(MATERIAL PROVIDED)
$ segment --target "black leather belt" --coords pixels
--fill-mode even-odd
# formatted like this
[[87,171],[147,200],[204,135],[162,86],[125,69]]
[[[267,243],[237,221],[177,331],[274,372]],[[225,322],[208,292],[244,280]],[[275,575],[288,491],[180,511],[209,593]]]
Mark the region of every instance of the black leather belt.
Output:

* * *

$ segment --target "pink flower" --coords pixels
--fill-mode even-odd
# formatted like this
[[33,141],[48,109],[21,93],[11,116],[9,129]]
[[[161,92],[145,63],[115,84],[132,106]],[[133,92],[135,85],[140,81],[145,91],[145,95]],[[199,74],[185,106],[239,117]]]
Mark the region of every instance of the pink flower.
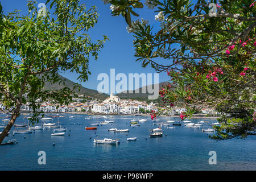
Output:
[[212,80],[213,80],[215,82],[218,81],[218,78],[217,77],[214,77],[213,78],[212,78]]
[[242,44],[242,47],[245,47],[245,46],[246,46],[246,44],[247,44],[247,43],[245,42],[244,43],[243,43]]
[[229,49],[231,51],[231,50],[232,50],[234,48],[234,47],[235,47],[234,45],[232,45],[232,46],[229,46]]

(GIVEN PROBLEM) Pick out each line of the records above that contains the word "Mark", treating uppercase and lowercase letters as different, and copy those lines unchanged.

(THE OUTPUT)
Mark the region of every instance of the black leather belt.
Mark the region of every instance of the pink flower.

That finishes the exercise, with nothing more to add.